#### 記述課題 1
下の項目のうち、先頭の行から「<point>281,63</point>」を含む行までを、その行も含めて、1行を1つの文字列とするJSONのリストに書き直す。空行はリストに入れない。

═══ 抜粋

More than 5 years have passed since last update.

AWS LambdaでEC2の起動停止を実行する

Posted at 2019-07-26

みなさんEC2インスタンスを使用している方はどこでステージング環境の起動停止などしてますか。
何がベストかは環境に依存しますが、とりあえずベストプラクティスかなと思ったので記述しました。

LambdaでAWS上のEC2ステージング環境や本番環境の起動のために、Lambda＋CloudWatch Eventでインスタンスの起動・停止を実行すると便利だと思ったので作成してみました。

前提

今回はステージング環境のEC2インスタンスの起動停止を自動で実行することを前提として話を進めていきます。
ある程度決まった時間に起動停止している方々向けです
今回は起動と停止でLambdaファンクションを分けて作成します (つまり2つ作成します)

ステージング環境を自動起動停止するメリット

金銭的に節約になる (または工数が減る)
毎日AWSコンソールから起動しなくてよくなる
サーバの設定が不要→可用性が上がる
管理が楽になる (インスタンスのcron等で実行している場合)

逆にデメリットはある？

強いて言えば、AWS依存が進む

実施環境環境

AWS Console
Python3.7

ゴールとなる全体像

起動用のLambdaも停止用のLambdaも基本的には上図の流れです。

CloudWatch eventでいつ起動するか、停止するかがトリガーされる
Lambdaが実行され起動または停止の命令をboto3経由で呼び出す
成功か失敗かのログはCloudWatch Logsへ出力される
失敗した場合は、SNSで登録したメールアドレスに失敗通知が届く

前準備

Lambdaにコードを記述する前に、IAMロールとポリシーを作成しておきます。
CloudWatch関連、通知用SNSの設定は後程実施します。

LambdaのIAMロールとIAMポリシーの作成

以下のIAMポリシーを作成して、Lambdaに設定するIAMロールにアタッチしてください。
また、適宜使用用途に合わせてResourceや利用するActionなど変更して利用してください。

lambda-ec2-start-stop

{
    "Version": "2012-10-17",
    "Statement": [
        {
            "Sid": "VisualEditor0",
            "Effect": "Allow",
            "Action": [
                "logs:CreateLogStream",
                "logs:PutLogEvents",
                "logs:DescribeLogStreams"
            ],
            "Resource": "arn:aws:logs:*:*:*"
        },
        {
            "Sid": "VisualEditor1",
            "Effect": "Allow",
            "Action": [
                "sns:Publish",
                "ec2:DescribeInstances",
                "ec2:StartInstances",
                "ec2:ModifyInstanceAttribute",
                "ec2:StopInstances",
                "ec2:DescribeInstanceStatus"
            ],
            "Resource": "*"
        },
        {
            "Sid": "VisualEditor2",
            "Effect": "Allow",
            "Action": "logs:CreateLogGroup",
            "Resource": "arn:aws:logs:*:*:*"
        }
    ]
}

AWS SNSの設定

今回起動が失敗した場合の通知メールアドレスを設定します。
トピックとサブスクリプションの設定をしてください。
参考
AWS SNS(Amazon Simple Notification Service)の通知設定をしてみる

Lambdaの作成

実際にLambdaの関数を作成して、必要な権限や設定を実施していきます。

一旦関数を作成

AWSコンソールのLambdaサービスに遷移し、関数の作成を押下すると以下の画面がでてきます。
一から作成のままで次の基本情報の入力に行きます。

以下で適当な関数名を入力して、ランタイムをpython3.7を選択。
アクセス権限の設定箇所で、先ほど作成したIAMロールを選択してください。

CloudWatch Eventの作成

CloudWatchサービスのイベントから作成もできますが、今回はLambdaの画面から作成します。
※Lambdaから作成したほうがわかりやすいです。

トリガーを追加を押下
CloudWatch Eventを選択
新規ルールの作成でもろもろ入力して追加を押下

ここまで追加できればLambda関数は以下のようになっているかと。

CloudWatch ロググループの作成

AWSコンソール上でCloudWatchサービスに遷移し、ログ画面へ。
任意のロググループ名を作成し、ログを出力したいログストリームを作成します。

══════
═══ 抽出項目

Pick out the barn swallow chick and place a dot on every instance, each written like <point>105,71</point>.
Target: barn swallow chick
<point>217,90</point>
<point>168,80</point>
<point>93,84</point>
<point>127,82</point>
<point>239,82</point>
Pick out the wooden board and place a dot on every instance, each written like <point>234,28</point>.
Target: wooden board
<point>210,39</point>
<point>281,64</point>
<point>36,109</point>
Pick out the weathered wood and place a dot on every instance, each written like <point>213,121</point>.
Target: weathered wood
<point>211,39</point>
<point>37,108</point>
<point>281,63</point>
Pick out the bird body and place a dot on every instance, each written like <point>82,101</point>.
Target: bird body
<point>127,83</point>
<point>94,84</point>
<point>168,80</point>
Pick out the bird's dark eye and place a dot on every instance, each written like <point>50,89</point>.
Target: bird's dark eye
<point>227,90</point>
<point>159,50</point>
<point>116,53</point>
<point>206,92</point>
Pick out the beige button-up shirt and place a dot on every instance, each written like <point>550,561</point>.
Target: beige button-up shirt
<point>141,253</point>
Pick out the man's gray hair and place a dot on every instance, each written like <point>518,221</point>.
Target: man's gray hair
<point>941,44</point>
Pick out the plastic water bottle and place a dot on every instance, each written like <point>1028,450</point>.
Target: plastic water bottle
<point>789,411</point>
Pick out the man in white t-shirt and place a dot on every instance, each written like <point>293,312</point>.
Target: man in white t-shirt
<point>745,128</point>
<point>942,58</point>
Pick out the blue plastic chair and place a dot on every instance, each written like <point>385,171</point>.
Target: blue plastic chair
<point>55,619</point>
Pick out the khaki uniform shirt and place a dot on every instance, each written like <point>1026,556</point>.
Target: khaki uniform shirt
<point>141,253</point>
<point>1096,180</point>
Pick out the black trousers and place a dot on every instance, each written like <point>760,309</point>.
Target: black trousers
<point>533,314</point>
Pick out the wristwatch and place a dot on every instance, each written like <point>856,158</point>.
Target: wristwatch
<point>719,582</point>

══════

#### 記述課題 2
上の抜粋から「More than 5」以降、「思ったので作成してみました。」までを、終わりの語句も含めて一字一句変えずに再掲する。

#### 課題の解答 1
[
  "Pick out the barn swallow chick and place a dot on every instance, each written like <point>105,71</point>.",
  "Target: barn swallow chick",
  "<point>217,90</point>",
  "<point>168,80</point>",
  "<point>93,84</point>",
  "<point>127,82</point>",
  "<point>239,82</point>",
  "Pick out the wooden board and place a dot on every instance, each written like <point>234,28</point>.",
  "Target: wooden board",
  "<point>210,39</point>",
  "<point>281,64</point>",
  "<point>36,109</point>",
  "Pick out the weathered wood and place a dot on every instance, each written like <point>213,121</point>.",
  "Target: weathered wood",
  "<point>211,39</point>",
  "<point>37,108</point>",
  "<point>281,63</point>"
]

#### 課題の解答 2
More than 5 years have passed since last update.

AWS LambdaでEC2の起動停止を実行する

Posted at 2019-07-26

みなさんEC2インスタンスを使用している方はどこでステージング環境の起動停止などしてますか。
何がベストかは環境に依存しますが、とりあえずベストプラクティスかなと思ったので記述しました。

LambdaでAWS上のEC2ステージング環境や本番環境の起動のために、Lambda＋CloudWatch Eventでインスタンスの起動・停止を実行すると便利だと思ったので作成してみました。